Go through the records and copy each line where the string "crystal" occurs.

• _PROVIDED ENTRIES_:
"""

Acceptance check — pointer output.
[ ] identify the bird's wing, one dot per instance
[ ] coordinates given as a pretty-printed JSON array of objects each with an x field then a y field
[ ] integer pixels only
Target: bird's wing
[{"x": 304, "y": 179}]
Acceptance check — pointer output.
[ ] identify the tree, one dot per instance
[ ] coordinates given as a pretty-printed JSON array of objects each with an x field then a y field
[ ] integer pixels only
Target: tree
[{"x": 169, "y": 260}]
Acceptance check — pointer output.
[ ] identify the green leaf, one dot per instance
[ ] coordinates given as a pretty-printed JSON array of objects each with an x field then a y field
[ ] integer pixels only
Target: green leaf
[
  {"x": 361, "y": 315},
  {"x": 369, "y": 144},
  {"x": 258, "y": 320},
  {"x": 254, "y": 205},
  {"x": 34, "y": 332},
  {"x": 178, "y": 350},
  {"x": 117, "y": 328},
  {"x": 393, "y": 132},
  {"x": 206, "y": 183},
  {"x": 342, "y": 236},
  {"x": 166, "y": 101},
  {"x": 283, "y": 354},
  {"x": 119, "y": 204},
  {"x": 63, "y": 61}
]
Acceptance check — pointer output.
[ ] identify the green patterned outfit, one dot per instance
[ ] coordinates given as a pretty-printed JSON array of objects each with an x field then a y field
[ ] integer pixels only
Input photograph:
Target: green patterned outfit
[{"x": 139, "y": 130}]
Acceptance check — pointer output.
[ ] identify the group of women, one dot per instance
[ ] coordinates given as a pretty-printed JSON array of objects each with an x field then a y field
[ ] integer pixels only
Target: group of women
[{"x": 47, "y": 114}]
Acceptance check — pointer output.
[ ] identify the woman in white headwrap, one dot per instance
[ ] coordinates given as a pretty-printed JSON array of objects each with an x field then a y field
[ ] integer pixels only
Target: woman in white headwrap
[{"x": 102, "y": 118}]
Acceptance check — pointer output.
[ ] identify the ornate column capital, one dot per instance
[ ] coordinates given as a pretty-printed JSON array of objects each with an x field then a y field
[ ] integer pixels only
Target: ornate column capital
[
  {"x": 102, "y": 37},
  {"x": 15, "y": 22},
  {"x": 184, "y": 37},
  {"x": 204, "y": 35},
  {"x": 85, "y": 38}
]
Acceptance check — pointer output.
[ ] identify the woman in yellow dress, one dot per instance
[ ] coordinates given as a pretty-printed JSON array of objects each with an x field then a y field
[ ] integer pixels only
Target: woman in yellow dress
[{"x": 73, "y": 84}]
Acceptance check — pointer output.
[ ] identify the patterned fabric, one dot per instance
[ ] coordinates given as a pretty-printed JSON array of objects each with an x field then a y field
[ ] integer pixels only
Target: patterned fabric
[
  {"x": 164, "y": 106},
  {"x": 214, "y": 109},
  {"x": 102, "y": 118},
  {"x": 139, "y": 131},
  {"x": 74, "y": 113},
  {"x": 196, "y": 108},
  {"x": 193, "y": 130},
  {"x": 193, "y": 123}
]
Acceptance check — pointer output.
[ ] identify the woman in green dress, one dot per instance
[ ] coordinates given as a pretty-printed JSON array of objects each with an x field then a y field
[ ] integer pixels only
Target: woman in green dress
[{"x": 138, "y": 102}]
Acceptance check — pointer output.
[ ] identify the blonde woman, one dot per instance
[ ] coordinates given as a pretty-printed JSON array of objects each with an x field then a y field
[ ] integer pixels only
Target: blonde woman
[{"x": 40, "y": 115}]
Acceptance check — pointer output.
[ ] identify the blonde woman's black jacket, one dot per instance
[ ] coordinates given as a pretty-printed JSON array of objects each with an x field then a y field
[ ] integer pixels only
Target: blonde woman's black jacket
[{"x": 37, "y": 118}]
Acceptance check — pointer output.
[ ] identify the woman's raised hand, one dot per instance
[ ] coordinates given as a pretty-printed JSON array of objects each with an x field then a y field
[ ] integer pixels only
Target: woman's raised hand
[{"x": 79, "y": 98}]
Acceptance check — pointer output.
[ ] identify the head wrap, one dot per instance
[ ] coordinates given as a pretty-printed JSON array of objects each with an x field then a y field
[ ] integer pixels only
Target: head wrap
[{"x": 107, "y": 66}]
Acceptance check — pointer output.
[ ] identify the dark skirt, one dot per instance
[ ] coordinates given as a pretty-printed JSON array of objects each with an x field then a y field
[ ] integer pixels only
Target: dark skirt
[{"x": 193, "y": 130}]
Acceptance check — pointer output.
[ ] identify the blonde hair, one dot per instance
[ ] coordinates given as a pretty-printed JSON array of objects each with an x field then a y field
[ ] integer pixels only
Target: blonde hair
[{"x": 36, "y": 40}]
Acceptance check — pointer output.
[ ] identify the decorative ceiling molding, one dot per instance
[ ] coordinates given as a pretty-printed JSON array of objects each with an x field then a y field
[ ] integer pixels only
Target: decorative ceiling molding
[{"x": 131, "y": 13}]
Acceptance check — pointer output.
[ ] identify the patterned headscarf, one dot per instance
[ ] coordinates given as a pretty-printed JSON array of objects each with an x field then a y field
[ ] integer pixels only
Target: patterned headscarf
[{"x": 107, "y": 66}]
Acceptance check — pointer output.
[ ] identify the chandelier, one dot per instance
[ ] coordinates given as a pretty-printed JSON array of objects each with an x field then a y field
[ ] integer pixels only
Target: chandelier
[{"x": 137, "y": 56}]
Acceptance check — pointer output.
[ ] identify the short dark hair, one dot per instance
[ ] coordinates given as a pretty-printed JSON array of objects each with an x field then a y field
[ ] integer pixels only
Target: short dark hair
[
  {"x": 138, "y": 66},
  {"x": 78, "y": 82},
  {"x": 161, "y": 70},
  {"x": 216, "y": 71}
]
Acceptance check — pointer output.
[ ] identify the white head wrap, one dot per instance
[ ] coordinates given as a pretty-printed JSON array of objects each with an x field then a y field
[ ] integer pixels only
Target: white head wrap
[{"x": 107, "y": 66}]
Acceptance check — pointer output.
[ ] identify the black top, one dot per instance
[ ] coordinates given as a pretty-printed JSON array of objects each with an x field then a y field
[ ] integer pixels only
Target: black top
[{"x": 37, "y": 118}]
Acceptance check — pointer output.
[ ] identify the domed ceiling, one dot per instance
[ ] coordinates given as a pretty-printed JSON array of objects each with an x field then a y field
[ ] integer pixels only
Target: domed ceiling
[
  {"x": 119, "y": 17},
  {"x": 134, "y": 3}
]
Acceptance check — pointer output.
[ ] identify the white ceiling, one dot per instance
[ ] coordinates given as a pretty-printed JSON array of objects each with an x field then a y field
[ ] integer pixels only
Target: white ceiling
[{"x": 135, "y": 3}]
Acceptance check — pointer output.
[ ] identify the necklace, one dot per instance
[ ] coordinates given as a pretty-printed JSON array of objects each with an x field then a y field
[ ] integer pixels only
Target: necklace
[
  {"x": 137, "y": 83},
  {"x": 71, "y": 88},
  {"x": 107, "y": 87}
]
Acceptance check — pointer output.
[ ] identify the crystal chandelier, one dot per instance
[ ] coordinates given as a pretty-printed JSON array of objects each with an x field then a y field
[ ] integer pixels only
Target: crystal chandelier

"""

• _FINISHED EXERCISE_:
[ ] identify the crystal chandelier, one dot per instance
Target: crystal chandelier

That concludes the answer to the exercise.